## Document excerpt
Content starts
Karen Koehler immunotherapy
Karen Koehler

When Karen Koehler was diagnosed with chronic lymphocytic leukemia in 2011, she was told not to worry. She had a mild case that could simply be monitored, her doctor said. But two years later, the cancer took a turn for the worse when a genetic mutation made it aggressive and difficult to treat with chemotherapy. “I was told I had 10 months to live,” said Koehler, 59, a retired teacher who lives in Park Ridge, New Jersey. At best, she was told, chemo might stretch that to two years.

Then Koehler was accepted into a clinical trial at Memorial Sloan Kettering Cancer Center in New York that aimed to turn her own immune cells into cancer killers. Within a month of treatment, her leukemia had vanished. “There were no cancer cells whatsoever,” said Koehler, who remains cancer-free today.

The Memorial Sloan Kettering oncologists, whose research helped Koehler, are now working on the latest breakthrough in immunotherapy – CAR T or ‘chimeric antigen receptor T cell’, a personalised one-time infusion of immune cells that will destroy cancer cells and remain in the body to prevent it from ever coming back.
Content ends
## Try it
In the text about Karen Koehler's immunotherapy, how long was she told she had to live after her cancer became aggressive?

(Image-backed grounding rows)
Content starts
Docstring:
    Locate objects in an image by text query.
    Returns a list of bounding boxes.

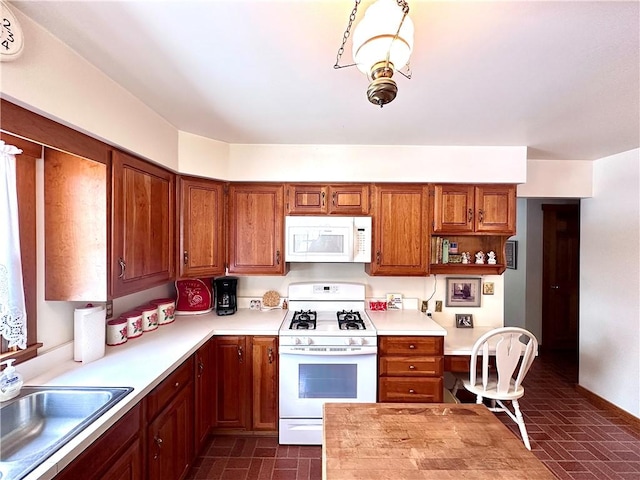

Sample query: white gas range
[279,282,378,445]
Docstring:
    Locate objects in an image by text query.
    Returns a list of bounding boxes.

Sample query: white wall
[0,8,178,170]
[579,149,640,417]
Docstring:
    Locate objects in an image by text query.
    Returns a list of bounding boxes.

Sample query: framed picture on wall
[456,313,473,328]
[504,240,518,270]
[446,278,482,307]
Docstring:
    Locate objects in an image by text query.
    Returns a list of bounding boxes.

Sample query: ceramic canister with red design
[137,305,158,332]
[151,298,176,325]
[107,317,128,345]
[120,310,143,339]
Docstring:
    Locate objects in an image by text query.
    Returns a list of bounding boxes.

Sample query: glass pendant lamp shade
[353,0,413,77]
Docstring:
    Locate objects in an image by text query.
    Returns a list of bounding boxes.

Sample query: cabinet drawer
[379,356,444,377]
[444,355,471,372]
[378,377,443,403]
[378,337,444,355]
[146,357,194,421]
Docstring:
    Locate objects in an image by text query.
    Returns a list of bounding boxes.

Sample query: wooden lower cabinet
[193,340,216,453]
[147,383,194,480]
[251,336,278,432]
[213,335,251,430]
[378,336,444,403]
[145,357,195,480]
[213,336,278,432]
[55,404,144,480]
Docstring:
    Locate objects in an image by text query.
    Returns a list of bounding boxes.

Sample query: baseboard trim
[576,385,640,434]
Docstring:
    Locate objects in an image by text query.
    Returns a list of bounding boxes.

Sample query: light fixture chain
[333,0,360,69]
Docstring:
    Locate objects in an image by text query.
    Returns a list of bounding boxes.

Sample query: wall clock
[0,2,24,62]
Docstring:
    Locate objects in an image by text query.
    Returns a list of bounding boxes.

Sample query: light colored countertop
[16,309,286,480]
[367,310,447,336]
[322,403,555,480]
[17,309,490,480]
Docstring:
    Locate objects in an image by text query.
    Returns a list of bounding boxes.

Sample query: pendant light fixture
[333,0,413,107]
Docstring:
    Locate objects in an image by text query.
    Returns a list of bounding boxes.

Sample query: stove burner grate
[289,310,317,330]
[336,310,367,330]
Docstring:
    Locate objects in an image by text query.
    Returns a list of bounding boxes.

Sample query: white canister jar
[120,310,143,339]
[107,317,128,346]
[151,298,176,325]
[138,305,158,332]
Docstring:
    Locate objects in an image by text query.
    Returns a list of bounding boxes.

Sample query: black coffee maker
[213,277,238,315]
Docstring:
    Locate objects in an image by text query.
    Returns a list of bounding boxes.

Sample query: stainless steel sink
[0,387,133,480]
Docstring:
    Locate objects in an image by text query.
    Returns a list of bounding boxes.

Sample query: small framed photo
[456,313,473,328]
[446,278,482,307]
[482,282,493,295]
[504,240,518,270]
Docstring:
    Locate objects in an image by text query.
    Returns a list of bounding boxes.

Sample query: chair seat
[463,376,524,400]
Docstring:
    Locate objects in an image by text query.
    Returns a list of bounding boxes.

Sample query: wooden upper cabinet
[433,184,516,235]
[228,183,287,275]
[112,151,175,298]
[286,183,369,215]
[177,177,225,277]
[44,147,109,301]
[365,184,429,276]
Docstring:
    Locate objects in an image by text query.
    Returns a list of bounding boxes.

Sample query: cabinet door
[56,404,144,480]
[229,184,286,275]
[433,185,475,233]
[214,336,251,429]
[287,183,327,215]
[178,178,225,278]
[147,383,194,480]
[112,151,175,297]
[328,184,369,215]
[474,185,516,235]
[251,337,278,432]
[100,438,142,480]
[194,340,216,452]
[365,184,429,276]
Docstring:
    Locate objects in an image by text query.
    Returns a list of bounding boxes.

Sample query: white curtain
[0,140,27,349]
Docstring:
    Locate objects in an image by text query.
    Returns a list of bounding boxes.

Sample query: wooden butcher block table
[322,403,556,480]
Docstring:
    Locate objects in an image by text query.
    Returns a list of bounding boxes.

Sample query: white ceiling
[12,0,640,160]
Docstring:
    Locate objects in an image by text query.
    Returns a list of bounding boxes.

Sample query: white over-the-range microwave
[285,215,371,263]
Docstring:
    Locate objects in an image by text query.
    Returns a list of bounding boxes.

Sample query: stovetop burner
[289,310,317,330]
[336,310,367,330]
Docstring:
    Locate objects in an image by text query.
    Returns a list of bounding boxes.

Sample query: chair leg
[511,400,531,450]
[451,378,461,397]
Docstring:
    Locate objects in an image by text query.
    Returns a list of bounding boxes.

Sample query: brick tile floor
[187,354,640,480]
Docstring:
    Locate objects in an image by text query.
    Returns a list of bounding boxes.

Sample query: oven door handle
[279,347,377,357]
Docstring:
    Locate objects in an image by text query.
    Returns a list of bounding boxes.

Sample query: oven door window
Content ends
## Response to this task
10 months